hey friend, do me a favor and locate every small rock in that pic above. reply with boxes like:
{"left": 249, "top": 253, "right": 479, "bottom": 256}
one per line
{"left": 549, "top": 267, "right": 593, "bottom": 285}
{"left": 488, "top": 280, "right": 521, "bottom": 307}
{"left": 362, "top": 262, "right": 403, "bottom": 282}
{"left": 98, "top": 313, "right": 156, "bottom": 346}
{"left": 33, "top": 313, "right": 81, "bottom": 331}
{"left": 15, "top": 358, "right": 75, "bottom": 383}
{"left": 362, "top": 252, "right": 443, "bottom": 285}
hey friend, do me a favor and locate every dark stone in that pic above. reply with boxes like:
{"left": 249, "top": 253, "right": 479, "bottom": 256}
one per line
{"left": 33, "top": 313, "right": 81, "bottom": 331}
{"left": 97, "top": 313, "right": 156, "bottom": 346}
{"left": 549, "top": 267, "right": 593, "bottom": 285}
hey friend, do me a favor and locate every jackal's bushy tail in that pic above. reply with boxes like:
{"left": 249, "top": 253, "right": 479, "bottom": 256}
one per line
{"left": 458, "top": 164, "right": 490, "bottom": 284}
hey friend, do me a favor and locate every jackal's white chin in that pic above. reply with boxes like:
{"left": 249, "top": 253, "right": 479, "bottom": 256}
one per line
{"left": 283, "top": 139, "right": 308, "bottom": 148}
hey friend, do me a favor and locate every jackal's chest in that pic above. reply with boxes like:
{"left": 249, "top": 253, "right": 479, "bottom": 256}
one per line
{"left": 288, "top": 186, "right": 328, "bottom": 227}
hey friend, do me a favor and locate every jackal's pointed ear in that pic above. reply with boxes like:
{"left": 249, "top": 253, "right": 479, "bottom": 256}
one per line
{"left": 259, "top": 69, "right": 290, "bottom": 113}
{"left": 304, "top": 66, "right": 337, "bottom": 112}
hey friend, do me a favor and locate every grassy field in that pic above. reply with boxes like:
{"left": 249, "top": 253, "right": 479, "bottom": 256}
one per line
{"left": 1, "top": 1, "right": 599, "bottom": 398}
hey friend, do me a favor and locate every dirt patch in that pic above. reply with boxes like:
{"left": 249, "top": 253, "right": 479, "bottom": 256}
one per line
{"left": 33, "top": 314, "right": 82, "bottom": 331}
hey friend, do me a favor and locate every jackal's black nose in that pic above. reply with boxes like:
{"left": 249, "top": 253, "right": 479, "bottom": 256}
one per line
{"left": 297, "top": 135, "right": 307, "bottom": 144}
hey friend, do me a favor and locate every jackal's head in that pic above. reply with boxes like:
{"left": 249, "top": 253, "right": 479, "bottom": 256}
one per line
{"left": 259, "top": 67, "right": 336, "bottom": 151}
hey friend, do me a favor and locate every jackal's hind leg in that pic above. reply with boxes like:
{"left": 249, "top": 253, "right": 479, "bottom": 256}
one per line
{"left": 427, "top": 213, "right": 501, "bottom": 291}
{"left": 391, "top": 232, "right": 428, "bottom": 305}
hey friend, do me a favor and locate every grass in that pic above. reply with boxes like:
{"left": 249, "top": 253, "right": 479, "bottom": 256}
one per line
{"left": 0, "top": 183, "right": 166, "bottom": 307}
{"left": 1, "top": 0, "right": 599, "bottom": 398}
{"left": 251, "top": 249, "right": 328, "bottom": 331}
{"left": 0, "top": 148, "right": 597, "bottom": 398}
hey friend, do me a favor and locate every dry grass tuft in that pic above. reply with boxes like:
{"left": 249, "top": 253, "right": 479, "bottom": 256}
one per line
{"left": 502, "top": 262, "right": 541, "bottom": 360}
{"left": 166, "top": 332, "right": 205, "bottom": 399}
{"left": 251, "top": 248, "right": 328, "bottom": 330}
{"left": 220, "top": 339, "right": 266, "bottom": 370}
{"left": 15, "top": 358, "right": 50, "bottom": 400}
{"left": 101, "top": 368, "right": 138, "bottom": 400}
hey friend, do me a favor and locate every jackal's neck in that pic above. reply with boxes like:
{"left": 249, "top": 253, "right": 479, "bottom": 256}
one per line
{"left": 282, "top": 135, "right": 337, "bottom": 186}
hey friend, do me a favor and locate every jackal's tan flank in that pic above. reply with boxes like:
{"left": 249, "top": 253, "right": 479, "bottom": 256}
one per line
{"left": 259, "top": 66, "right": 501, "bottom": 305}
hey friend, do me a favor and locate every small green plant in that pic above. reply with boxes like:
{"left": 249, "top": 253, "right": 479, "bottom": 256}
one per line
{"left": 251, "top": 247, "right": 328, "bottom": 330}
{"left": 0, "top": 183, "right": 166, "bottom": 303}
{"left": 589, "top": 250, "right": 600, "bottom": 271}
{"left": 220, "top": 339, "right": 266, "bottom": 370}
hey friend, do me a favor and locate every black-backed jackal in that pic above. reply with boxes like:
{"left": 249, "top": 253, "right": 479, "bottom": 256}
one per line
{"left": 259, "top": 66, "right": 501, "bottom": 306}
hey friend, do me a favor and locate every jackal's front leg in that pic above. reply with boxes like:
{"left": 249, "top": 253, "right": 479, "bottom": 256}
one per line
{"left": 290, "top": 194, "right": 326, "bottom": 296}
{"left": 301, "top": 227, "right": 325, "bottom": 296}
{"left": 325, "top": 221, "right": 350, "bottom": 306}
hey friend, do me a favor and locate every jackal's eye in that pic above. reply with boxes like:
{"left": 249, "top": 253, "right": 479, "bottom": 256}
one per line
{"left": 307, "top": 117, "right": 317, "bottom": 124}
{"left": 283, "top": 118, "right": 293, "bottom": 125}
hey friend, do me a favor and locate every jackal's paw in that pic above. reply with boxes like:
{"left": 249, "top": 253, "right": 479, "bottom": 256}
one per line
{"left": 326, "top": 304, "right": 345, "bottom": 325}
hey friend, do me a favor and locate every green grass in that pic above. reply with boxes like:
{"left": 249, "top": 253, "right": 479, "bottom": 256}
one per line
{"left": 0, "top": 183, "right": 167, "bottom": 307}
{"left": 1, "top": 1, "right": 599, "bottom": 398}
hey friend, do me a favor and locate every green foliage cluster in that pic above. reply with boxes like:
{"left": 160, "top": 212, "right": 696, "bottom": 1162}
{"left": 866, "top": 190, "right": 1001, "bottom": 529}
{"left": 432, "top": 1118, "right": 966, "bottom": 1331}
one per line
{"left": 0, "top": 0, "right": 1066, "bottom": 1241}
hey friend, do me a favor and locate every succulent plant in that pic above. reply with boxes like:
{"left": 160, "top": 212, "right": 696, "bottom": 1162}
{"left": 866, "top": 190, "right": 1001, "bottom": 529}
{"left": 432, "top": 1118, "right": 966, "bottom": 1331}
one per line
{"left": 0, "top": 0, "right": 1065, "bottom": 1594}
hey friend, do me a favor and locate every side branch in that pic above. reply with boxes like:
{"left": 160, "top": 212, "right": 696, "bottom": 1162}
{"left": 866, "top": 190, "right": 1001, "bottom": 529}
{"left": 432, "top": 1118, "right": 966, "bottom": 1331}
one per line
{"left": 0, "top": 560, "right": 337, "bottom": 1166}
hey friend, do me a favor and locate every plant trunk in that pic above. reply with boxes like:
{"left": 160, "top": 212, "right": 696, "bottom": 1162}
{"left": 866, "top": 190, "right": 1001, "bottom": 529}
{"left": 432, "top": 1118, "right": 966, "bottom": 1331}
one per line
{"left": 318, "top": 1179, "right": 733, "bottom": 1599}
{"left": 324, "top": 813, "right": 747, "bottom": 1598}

::::::::

→ TASK DETAILS
In the entries above, the lines between the one holding "hey friend, do me a favor and locate every jackal's neck" and the one holding "hey friend, do me a favor and locate every small green", inclusive, are to be printed exactly as written, and those alone.

→ WRITTEN SOLUTION
hey friend, do me a favor and locate every jackal's neck in that pic above. reply with boxes like:
{"left": 249, "top": 253, "right": 479, "bottom": 256}
one per line
{"left": 282, "top": 135, "right": 337, "bottom": 186}
hey friend, do me a favor and locate every jackal's tan flank in that pic above. reply with boxes like:
{"left": 249, "top": 253, "right": 479, "bottom": 256}
one per line
{"left": 259, "top": 66, "right": 501, "bottom": 305}
hey friend, do me a favor and locate every small green plant in that pic above. reply with boxes like:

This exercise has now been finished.